Object location annotation data:
☆ ☆ ☆ ☆
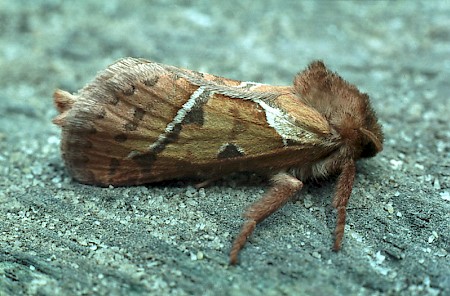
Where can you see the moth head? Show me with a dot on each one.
(346, 109)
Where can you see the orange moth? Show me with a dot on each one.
(142, 122)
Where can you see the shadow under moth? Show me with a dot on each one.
(142, 122)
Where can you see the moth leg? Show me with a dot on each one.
(284, 186)
(343, 190)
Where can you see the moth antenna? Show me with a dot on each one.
(343, 190)
(284, 186)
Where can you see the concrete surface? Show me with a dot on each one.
(58, 237)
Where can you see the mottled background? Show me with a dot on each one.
(58, 237)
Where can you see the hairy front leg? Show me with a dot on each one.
(283, 187)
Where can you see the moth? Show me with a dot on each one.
(141, 122)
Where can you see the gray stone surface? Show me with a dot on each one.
(58, 237)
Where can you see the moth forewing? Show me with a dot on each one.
(141, 122)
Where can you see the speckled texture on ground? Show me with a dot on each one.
(58, 237)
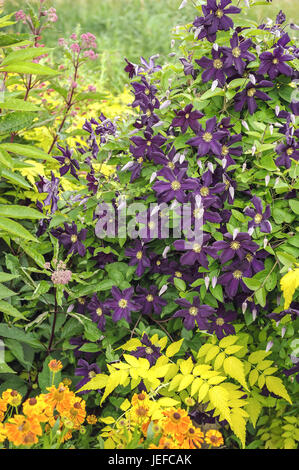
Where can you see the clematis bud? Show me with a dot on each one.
(163, 289)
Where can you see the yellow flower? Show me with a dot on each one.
(91, 419)
(55, 366)
(23, 431)
(12, 397)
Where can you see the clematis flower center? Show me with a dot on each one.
(207, 137)
(176, 185)
(193, 311)
(225, 150)
(236, 52)
(258, 218)
(196, 248)
(218, 64)
(122, 303)
(251, 92)
(235, 245)
(204, 191)
(237, 274)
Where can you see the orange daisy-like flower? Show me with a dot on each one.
(178, 421)
(60, 398)
(22, 431)
(36, 406)
(2, 433)
(193, 438)
(12, 397)
(76, 413)
(91, 419)
(164, 443)
(214, 438)
(55, 366)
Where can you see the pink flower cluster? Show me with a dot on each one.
(20, 16)
(61, 276)
(88, 41)
(52, 16)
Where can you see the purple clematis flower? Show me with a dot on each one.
(194, 312)
(122, 304)
(175, 185)
(69, 163)
(239, 245)
(259, 219)
(138, 256)
(71, 239)
(97, 310)
(286, 152)
(247, 97)
(87, 371)
(207, 140)
(149, 351)
(215, 18)
(196, 253)
(150, 300)
(238, 53)
(221, 322)
(273, 63)
(187, 118)
(232, 278)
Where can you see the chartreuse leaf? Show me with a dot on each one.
(275, 385)
(289, 283)
(97, 382)
(254, 409)
(235, 369)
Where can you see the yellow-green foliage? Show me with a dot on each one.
(225, 378)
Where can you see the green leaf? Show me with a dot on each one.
(20, 212)
(18, 334)
(294, 205)
(29, 68)
(15, 121)
(16, 229)
(8, 309)
(26, 151)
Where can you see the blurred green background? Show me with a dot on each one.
(132, 28)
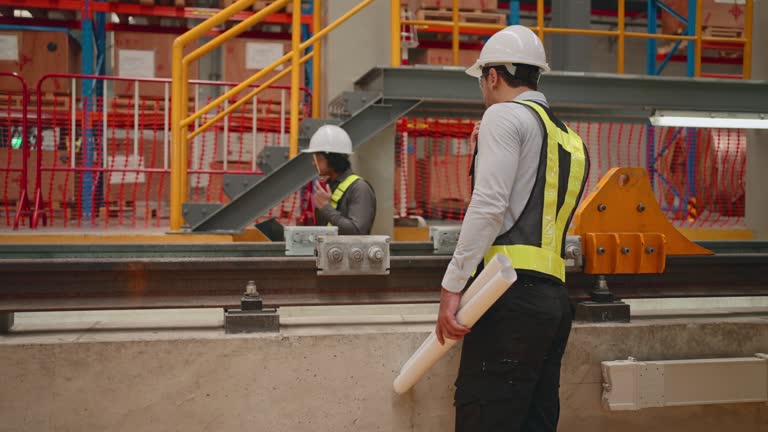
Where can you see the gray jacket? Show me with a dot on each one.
(356, 209)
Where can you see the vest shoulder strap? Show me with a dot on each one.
(339, 192)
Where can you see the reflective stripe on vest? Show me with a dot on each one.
(547, 257)
(343, 186)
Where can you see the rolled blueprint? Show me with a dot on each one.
(489, 285)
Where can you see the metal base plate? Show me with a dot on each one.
(6, 322)
(616, 311)
(240, 321)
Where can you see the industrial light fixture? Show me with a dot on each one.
(709, 119)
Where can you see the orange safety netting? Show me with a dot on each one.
(698, 174)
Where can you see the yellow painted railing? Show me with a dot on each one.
(181, 120)
(621, 34)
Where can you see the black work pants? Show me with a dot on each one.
(509, 378)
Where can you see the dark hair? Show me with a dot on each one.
(338, 162)
(525, 75)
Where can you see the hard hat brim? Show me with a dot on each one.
(475, 70)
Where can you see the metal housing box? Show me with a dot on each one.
(444, 238)
(301, 241)
(352, 255)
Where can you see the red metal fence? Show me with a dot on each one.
(103, 161)
(698, 174)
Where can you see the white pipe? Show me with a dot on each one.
(489, 286)
(485, 276)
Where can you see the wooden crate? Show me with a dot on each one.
(465, 5)
(715, 13)
(35, 54)
(466, 17)
(153, 48)
(245, 57)
(442, 56)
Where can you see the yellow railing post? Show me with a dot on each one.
(257, 76)
(180, 93)
(395, 32)
(697, 34)
(295, 79)
(316, 59)
(455, 36)
(176, 138)
(749, 14)
(620, 49)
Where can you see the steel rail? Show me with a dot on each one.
(56, 284)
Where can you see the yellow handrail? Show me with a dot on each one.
(180, 91)
(621, 29)
(748, 16)
(181, 121)
(395, 32)
(245, 84)
(317, 59)
(231, 108)
(620, 33)
(295, 78)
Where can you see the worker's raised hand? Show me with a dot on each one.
(322, 195)
(475, 133)
(447, 325)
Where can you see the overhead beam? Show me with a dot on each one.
(579, 91)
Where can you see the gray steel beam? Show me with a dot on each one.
(570, 52)
(288, 178)
(581, 91)
(114, 283)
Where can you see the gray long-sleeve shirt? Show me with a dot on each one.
(356, 209)
(509, 146)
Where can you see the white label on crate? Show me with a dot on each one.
(9, 48)
(136, 63)
(259, 55)
(127, 162)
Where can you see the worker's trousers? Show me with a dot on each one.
(509, 377)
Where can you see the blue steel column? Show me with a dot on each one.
(651, 44)
(514, 12)
(306, 34)
(691, 133)
(690, 30)
(88, 148)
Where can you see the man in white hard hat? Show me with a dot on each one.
(528, 175)
(346, 201)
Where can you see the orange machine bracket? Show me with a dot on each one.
(623, 228)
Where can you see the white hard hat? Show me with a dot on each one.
(330, 139)
(515, 44)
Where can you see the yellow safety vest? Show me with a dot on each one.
(341, 188)
(535, 243)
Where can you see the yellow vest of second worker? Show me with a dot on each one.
(339, 192)
(536, 242)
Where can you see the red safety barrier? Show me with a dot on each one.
(103, 161)
(698, 174)
(14, 151)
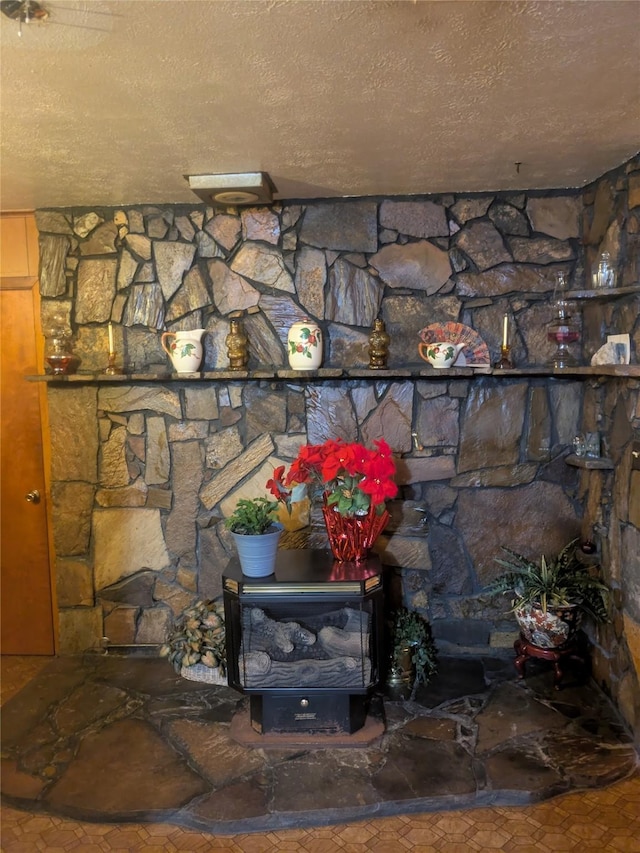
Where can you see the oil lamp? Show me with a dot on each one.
(562, 330)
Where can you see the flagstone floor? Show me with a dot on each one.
(103, 753)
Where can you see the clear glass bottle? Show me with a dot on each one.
(605, 275)
(58, 351)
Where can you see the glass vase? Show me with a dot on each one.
(351, 537)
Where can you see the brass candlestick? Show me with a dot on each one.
(378, 346)
(237, 349)
(112, 368)
(505, 362)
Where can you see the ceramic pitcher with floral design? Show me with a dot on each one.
(185, 349)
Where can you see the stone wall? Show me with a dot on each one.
(611, 499)
(144, 472)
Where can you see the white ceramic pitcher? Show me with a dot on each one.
(185, 349)
(441, 354)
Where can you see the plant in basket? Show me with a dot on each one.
(196, 646)
(354, 481)
(550, 596)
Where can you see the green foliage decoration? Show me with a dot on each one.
(411, 631)
(252, 517)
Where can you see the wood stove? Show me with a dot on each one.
(305, 643)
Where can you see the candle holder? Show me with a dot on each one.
(112, 368)
(504, 362)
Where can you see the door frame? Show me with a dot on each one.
(32, 283)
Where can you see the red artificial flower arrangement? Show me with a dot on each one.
(351, 477)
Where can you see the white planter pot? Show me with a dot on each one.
(257, 554)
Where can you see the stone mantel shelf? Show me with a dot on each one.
(328, 373)
(591, 463)
(603, 292)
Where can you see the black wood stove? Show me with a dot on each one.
(305, 643)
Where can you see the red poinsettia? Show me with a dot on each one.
(351, 476)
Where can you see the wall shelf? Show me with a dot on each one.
(329, 373)
(591, 463)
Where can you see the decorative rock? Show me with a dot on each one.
(133, 495)
(84, 225)
(187, 472)
(53, 256)
(473, 208)
(310, 280)
(225, 230)
(74, 439)
(157, 227)
(96, 290)
(350, 226)
(354, 295)
(260, 224)
(193, 294)
(145, 307)
(73, 503)
(139, 245)
(414, 218)
(558, 216)
(53, 222)
(74, 583)
(157, 456)
(542, 250)
(172, 261)
(231, 292)
(482, 242)
(116, 556)
(424, 469)
(132, 398)
(263, 264)
(449, 573)
(101, 242)
(391, 418)
(207, 246)
(419, 266)
(509, 220)
(78, 629)
(113, 464)
(213, 492)
(506, 278)
(438, 422)
(201, 403)
(127, 269)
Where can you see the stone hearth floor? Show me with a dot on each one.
(123, 739)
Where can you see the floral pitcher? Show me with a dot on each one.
(185, 350)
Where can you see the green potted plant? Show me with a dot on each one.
(550, 597)
(256, 535)
(413, 651)
(196, 646)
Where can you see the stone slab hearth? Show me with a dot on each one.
(116, 739)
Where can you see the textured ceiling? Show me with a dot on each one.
(111, 103)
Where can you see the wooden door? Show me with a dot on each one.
(26, 592)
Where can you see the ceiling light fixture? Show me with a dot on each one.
(239, 189)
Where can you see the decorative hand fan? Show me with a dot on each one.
(474, 353)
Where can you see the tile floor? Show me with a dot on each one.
(606, 819)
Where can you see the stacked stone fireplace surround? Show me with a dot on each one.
(144, 468)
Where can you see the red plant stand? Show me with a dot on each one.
☆ ☆ ☆ ☆
> DIRECTION: Locate the line that contains "Where can you see the textured", then please quote it and every line after it to the end of the entries above, exactly and with nothing else.

> ANSWER IN FULL:
Where can you see the textured ceiling? Show me with a dot on each one.
(111, 103)
Where can you see the wooden door? Show me with a dot on each one.
(26, 592)
Where can you see the ceiling light fixture? Show me with a dot on each one.
(239, 189)
Where can you see the decorative hand fan? Show me with a dot on each one.
(474, 353)
Where can you see the tile floor? Show me with a dot on each one.
(606, 819)
Where can you see the stacked stone fireplace surround? Show me with a dot on each one.
(144, 468)
Where can you see the red plant stand? Show me with a dot on each one.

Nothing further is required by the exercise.